#### [Data provided]

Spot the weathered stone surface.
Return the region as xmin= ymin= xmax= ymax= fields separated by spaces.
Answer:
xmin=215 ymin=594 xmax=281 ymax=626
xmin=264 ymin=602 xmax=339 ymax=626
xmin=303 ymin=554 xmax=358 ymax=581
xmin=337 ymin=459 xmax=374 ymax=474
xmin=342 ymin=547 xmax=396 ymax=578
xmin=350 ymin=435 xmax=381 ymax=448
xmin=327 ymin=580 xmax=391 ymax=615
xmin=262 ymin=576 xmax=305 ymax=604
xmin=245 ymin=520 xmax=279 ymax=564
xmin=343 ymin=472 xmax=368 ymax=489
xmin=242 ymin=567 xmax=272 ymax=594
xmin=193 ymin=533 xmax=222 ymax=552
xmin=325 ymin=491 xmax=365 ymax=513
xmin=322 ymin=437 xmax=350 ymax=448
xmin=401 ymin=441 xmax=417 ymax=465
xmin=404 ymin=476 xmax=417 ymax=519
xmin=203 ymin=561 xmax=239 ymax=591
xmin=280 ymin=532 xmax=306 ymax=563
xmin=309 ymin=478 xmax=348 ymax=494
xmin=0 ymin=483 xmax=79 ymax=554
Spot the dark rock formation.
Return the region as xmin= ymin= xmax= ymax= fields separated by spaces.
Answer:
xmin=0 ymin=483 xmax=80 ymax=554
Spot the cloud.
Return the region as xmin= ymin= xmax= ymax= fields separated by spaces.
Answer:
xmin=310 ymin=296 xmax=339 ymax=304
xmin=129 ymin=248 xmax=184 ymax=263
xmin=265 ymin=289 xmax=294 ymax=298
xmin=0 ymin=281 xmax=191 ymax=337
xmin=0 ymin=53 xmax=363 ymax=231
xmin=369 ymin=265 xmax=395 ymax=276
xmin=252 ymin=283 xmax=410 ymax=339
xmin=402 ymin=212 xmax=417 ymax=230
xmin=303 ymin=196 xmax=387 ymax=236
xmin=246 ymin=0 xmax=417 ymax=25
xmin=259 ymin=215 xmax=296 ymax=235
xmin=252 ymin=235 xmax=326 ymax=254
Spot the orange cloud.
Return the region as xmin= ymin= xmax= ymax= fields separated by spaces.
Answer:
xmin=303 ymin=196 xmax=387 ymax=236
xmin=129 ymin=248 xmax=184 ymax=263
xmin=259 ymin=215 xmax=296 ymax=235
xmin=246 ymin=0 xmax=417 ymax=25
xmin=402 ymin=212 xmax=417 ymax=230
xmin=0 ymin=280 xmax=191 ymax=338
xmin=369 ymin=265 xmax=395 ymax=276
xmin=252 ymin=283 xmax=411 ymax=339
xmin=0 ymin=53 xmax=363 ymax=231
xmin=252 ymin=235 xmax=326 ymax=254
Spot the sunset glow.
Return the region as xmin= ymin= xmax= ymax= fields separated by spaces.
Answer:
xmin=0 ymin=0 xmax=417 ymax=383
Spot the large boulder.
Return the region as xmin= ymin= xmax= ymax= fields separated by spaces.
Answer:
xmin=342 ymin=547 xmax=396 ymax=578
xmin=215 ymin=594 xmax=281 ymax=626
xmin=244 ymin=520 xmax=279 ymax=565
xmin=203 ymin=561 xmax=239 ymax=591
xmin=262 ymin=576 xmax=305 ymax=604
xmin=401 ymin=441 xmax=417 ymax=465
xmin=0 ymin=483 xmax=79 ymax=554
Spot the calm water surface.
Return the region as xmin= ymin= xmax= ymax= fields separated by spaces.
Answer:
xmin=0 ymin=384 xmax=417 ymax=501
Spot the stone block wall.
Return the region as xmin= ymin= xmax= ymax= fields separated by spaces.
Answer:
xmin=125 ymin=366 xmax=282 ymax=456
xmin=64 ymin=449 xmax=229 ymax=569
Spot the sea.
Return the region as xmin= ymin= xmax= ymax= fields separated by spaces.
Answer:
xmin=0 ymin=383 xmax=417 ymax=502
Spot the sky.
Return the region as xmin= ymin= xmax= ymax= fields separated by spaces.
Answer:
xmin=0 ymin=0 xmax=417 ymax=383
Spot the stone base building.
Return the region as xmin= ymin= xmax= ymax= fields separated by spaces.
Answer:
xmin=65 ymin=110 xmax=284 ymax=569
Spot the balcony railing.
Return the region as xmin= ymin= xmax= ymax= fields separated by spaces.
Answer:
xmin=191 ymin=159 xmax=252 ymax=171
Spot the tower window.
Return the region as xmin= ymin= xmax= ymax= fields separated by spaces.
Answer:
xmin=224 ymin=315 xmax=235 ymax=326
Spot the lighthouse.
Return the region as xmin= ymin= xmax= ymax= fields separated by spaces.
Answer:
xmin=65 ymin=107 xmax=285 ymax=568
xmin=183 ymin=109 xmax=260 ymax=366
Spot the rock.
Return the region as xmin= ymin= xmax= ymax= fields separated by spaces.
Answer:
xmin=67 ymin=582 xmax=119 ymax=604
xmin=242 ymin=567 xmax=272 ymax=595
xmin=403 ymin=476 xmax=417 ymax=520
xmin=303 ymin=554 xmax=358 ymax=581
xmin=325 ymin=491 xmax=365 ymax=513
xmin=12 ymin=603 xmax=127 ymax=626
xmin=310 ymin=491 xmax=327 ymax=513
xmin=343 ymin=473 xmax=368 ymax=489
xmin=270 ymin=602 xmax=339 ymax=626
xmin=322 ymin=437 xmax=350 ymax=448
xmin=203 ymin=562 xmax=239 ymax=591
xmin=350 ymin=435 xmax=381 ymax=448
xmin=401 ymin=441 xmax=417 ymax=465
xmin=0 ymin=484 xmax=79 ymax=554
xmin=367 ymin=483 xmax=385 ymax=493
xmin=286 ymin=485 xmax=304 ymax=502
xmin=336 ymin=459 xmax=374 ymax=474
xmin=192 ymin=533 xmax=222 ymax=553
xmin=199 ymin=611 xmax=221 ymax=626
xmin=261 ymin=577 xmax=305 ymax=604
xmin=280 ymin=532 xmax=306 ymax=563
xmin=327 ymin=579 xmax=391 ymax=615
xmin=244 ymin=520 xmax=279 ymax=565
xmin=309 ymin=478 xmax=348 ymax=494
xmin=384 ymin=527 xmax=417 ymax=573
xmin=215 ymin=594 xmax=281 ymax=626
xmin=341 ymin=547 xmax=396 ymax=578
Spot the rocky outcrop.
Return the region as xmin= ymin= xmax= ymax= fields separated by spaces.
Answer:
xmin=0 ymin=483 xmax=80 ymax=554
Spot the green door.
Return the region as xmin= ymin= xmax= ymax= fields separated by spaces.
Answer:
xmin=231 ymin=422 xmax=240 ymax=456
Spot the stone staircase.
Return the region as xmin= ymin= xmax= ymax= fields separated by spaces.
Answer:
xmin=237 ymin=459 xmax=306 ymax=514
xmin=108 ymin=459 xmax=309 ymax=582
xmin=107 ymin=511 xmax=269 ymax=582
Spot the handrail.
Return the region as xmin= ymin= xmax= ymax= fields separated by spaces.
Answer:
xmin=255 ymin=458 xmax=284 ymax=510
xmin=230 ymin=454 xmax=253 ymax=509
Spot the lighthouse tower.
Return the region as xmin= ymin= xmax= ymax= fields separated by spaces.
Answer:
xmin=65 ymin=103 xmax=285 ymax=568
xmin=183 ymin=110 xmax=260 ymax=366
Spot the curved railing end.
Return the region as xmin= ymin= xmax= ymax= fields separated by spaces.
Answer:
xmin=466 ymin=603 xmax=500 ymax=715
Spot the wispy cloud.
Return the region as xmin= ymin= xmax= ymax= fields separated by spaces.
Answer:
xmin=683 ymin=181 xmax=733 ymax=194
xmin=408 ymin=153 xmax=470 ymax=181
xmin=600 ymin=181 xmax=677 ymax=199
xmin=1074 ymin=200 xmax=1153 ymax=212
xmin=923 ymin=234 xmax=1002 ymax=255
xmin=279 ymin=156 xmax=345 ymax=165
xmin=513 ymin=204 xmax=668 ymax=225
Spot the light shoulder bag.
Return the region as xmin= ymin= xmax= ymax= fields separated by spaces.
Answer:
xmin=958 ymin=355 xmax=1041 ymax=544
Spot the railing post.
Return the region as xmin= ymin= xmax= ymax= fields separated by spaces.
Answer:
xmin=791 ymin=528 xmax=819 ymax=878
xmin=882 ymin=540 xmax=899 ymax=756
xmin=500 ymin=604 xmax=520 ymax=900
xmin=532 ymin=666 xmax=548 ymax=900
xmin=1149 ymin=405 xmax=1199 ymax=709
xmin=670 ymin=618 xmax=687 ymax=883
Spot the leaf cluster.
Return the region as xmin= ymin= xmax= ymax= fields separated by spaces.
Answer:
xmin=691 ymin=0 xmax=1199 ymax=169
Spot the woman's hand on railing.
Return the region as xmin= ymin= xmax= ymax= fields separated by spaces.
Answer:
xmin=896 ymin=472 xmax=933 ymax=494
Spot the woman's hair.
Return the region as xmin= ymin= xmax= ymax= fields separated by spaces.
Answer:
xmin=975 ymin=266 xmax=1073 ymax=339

#### [Problem details]
Count the lines in the rows above that contain the word "cloud" and give only the number.

#### [Exercise output]
3